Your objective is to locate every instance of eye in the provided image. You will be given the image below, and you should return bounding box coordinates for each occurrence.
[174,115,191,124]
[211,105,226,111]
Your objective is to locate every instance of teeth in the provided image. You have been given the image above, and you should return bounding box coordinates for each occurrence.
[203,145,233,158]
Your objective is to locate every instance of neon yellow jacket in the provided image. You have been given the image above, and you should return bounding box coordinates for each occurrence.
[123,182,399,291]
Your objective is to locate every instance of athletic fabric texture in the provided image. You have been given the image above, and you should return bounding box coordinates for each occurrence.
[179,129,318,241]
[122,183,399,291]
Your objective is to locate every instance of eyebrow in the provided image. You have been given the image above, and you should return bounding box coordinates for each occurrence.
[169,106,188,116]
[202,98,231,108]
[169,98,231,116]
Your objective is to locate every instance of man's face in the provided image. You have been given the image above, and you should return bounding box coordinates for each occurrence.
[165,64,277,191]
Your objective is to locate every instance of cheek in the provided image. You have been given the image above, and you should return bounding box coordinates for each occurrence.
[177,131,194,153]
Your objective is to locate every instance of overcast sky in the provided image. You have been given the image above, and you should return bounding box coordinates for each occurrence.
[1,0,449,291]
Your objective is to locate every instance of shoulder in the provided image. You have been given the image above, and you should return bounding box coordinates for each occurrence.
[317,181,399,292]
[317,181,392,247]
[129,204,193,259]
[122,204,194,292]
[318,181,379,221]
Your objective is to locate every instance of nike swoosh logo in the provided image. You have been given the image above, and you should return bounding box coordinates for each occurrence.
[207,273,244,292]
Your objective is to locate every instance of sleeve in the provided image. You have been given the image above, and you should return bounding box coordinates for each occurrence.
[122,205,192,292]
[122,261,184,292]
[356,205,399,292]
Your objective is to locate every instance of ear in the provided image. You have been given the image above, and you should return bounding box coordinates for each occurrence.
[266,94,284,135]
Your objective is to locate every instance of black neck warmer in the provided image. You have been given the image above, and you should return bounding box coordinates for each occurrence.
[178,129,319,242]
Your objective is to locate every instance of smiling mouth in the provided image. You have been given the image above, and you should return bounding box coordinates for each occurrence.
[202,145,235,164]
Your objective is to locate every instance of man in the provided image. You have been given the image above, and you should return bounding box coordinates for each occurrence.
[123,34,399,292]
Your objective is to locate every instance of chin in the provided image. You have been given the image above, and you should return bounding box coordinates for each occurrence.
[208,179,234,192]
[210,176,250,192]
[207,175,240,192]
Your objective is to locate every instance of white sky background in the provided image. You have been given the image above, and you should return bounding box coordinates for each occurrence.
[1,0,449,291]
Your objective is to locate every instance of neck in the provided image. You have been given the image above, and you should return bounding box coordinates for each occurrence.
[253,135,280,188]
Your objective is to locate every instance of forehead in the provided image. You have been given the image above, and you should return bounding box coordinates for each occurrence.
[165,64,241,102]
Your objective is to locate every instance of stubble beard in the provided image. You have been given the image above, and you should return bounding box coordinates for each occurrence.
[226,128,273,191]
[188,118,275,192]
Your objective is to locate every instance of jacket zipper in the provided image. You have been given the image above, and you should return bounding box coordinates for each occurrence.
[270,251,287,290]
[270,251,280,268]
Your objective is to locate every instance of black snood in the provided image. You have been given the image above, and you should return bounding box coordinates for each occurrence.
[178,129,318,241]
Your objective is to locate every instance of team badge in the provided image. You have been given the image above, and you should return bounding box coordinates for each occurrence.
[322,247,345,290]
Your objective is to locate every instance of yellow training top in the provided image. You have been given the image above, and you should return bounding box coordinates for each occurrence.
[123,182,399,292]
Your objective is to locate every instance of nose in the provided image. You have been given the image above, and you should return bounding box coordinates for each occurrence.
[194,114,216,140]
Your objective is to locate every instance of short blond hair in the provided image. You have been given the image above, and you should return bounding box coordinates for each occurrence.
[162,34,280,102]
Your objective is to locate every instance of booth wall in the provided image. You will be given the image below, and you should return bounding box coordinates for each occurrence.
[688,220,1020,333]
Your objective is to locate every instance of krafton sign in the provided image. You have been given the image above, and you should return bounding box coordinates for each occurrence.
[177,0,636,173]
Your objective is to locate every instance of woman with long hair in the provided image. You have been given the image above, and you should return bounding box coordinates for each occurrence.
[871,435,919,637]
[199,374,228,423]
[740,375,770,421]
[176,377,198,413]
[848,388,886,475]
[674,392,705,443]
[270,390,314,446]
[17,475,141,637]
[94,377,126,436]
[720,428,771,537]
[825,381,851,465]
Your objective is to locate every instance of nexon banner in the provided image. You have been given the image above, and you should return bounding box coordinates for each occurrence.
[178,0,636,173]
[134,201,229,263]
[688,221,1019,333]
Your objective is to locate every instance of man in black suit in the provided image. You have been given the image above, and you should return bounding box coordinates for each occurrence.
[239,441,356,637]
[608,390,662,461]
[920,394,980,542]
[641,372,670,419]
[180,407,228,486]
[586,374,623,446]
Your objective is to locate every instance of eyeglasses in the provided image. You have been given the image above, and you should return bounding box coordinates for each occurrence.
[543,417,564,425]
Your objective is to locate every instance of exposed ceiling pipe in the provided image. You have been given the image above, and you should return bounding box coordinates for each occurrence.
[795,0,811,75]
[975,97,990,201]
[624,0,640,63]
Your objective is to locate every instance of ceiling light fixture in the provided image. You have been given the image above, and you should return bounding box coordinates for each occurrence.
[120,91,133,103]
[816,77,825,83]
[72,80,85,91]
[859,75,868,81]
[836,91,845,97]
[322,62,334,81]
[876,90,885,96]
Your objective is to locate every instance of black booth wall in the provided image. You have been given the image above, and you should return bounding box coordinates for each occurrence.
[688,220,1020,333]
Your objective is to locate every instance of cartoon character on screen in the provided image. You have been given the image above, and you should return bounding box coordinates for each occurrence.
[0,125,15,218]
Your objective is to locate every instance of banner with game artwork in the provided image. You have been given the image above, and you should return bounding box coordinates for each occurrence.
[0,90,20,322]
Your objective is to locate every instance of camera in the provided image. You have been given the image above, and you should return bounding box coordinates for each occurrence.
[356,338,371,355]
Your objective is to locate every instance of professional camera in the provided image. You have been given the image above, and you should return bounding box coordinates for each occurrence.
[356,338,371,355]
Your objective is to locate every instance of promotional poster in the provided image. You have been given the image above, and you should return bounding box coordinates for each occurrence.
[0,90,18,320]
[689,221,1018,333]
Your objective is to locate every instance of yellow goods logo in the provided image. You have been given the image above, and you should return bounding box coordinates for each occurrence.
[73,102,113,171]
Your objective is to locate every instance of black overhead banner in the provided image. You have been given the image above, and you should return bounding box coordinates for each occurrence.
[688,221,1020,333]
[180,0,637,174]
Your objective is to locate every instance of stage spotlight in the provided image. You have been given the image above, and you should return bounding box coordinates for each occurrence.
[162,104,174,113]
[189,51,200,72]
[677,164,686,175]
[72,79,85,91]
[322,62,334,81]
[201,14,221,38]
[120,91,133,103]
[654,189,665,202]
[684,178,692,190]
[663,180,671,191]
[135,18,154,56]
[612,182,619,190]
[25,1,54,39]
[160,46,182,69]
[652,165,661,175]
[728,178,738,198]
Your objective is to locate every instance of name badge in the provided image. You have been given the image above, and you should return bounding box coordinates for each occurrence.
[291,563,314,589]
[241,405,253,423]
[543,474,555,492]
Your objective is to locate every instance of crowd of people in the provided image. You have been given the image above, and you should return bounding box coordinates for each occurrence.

______

Directions:
Take the material above and set it down again exactly.

Task answer:
Your objective is to locate every instance of eye in the provided image. You will be given the image below, and you should return bounding box coordinates for each occurrence.
[174,115,191,124]
[211,105,226,111]
Your objective is to locate every instance of teeth in the provided image. You have been given the image above, and you should return bounding box coordinates for each occurrence.
[203,145,233,158]
Your objective is to locate every instance of neon yellow jacket in the provided image. You have been given the image above, and you should return bounding box coordinates for each occurrence.
[123,182,399,291]
Your objective is to locate every instance of athletic fabric texture in the provided image. You have been given the image above, and you should return bounding box coordinates for each occurrence.
[179,129,318,241]
[122,183,399,291]
Your objective is to locate every instance of eyebrow in the provided image. You have been given the image above, and you should return bounding box coordinates for each occurrence.
[169,106,188,116]
[202,98,231,108]
[169,98,231,116]
Your objective is to locate every instance of man's face in the provided image. You have been given the image above, and you should return bounding box coordinates for each occurrence.
[165,64,277,191]
Your objective is to locate every instance of cheek in the provided image. You have been given the image above, and you should return bounding box coordinates for each occurrence.
[177,131,194,153]
Your objective is to locate every instance of overcast sky in the provided image. You have been given the image above, and you should return bounding box coordinates for each occurrence.
[1,0,449,291]
Your objective is to locate every instance of shoulder in the provided image. You have been given the image above, and you should return bounding box coordinates for each occurrence.
[317,181,399,292]
[317,181,392,247]
[129,204,193,259]
[122,204,194,292]
[318,181,379,221]
Your objective is to locate every instance of nike swoosh logo in the provided image. You have been given the image above, and you should return bounding box coordinates for each occurrence.
[207,273,244,292]
Your objective is to locate every instance of sleeve in the provided image. You have been given the image above, and you should return bounding box coordinates for each occurrence.
[122,205,192,292]
[122,261,184,292]
[356,205,399,292]
Your objective is to locate every instance of ear in the provided image. You have been given the image above, and you should return bounding box coordinates for each occurrence.
[266,94,284,135]
Your objective is to locate every instance of black neck warmer in the provided image. You have been given the image above, and you should return bounding box coordinates for each occurrence.
[178,129,319,242]
Your objective is to locate every instance of smiling mouth in the provided image. You have been given the image above, and you should return bounding box coordinates for each occurrence.
[202,145,235,164]
Your objective is to locate every instance of man in the provided image. You have been given the image above, and you should return bounding box coordinates for each occurrence.
[123,34,399,292]
Your objective is to locate every instance of chin in the provided image. You have been given the image above, and you should return bounding box coordinates for each occurrence.
[208,179,234,192]
[210,176,250,192]
[207,175,240,192]
Your objective is to locate every instance of white sky background in the provided image. You have been given the image above, and you should return bounding box coordinates for each occurrence.
[1,0,449,291]
Your objective is to locate every instance of neck in the provided image. You have been given the image above, and you should return bounding box coordinates for each occurrence.
[253,135,280,188]
Your objective is to locate every instance of forehead in the provided image. You have been given the image above, and you should return bounding box coordinates for each occurrence.
[165,64,241,102]
Your objective is to locate every instance of stubble beard in the provided image. You have been given the image above, and you should return bounding box coordinates for each occurrence.
[226,128,273,191]
[188,118,275,192]
Your objective is to locate every instance of jacket zipper in the provided image. You have been given the image above, and you should return bounding box coordinates for each occurrence.
[270,251,287,290]
[270,251,280,268]
Your objective is to locate every instance of black snood in the provided image. You have been given the image above, and you should return bounding box coordinates for each occurrence.
[178,129,318,241]
Your objective is to locate every instance of team badge in the provided image. You have been given the image above, and you should return bounding box coordinates for each occurrence.
[322,247,345,290]
Your objective is to locate every instance of yellow training top in the provided image. You have been given the image above, and you should return bounding box coordinates for each occurrence.
[123,182,399,292]
Your objective is to locate every instance of nose in the provided image. You have been given the image above, and you should return bounding box coordinates for each occurrence.
[194,114,216,140]
Your objective is to locate every instance of short blond hair in the provided image. You have been given the image above, and you should return bounding box coordinates for each occurrence.
[162,34,280,102]
Your objective is to locate every instance of booth wall in the provided image. You will be given the image below, and you should return bounding box coordinates for each occurrence.
[688,220,1020,333]
Your objective is to locate every instance of krafton sign in the provided image. You have been given the image above, and you should return bounding box coordinates for each occurrence.
[177,0,636,173]
Your objective is to locate every instance of woman with long hair in the provided image. You have been given the image above, and you should return bounding box coordinates for each occurrence.
[871,435,919,637]
[199,374,228,423]
[740,375,770,421]
[176,377,198,413]
[848,388,886,475]
[674,392,705,443]
[270,390,314,446]
[17,475,141,637]
[94,377,126,436]
[720,428,771,537]
[825,381,851,465]
Your objective is to locate every instance of nexon banner in the provided image. You have been given the image above, and you should return bounding box coordinates for each occurrence.
[178,0,636,173]
[134,201,229,263]
[688,221,1019,333]
Your objective is to locate every instance of man in black suit in the provided image. You have been given the image above, and you should return bounding box coordinates for each occurrence.
[239,441,356,637]
[608,390,662,461]
[920,394,980,542]
[641,372,670,419]
[180,407,228,486]
[586,374,623,446]
Your objective is to locate every instance of eyeglasses in the provided image. You have been given the image above, and you should return bounding box coordinates for each occurrence.
[543,417,564,425]
Your objective is to locate every instance of exposed ceiling pipe in the provided image. You have been given the image above, and you should return bounding box coordinates for each occurrence.
[795,0,811,75]
[975,97,990,201]
[624,0,640,63]
Your objective is to locate every instance of ceiling light fixture in the provided image. You have been given the image above, and you should return bounding box coordinates for each occurrence.
[120,91,133,103]
[816,77,825,83]
[72,80,85,91]
[859,75,868,81]
[836,91,845,97]
[322,62,334,81]
[876,90,885,96]
Your objective is to locate every instance of black booth wall in the provided image. You have been given the image above, and you should return bounding box coordinates for each occurrence.
[688,220,1020,333]
Your objective is to locate every instance of cartoon character on screen in the provided image. You have been given the image above, and you should return bounding box coordinates for each occurrence.
[0,125,15,218]
Your objective is to locate every instance of banner with game artwork in the provided image. You have been given the image above, and you should return bounding box coordinates for each occurrence.
[0,90,20,322]
Your objective is to locate every instance of camera in the provided image. You have been given the image above, and you should return bounding box coordinates for each occurrence.
[356,338,371,355]
Your objective is to locate every instance of professional camera in the provided image. You have been given the image above, and you should return bounding box coordinates for each occurrence.
[356,338,371,355]
Your objective is to locate every instance of promotional poster in the provided image. You have been given the image above, and you should return bounding box coordinates for each occurrence.
[0,90,18,320]
[689,221,1018,333]
Your objective is to locate every instance of yellow goods logo in the provided image. You have been given the image above, and you should return bounding box coordinates for each occurrence.
[73,102,113,171]
Your objective is to locate every instance of black overhead banner in the provided image. You have been given the image above, and you should return bounding box coordinates for each occurrence.
[688,221,1020,333]
[180,0,637,174]
Your objective is to locate every instance of stage spotlight in the provided image. You have been given the image above, and you should return bounding box coordinates for each occurrence.
[162,104,174,113]
[189,51,200,72]
[677,164,686,175]
[72,79,85,91]
[322,62,334,81]
[201,14,221,38]
[120,91,133,103]
[654,189,665,202]
[684,178,692,190]
[663,180,671,191]
[135,18,154,56]
[612,182,619,190]
[25,1,54,39]
[160,46,182,69]
[652,165,661,175]
[728,178,738,198]
Your objective is to locate every instance of name badge in the provided image. You have been given the image above, and you should return bounding box coordinates for each occurrence.
[291,563,314,589]
[241,405,253,423]
[543,474,555,492]
Your objective is to locate every instance of crowd of people in the provided image. You have been given the image above, and you should return bounding box coordinates for each occurrence.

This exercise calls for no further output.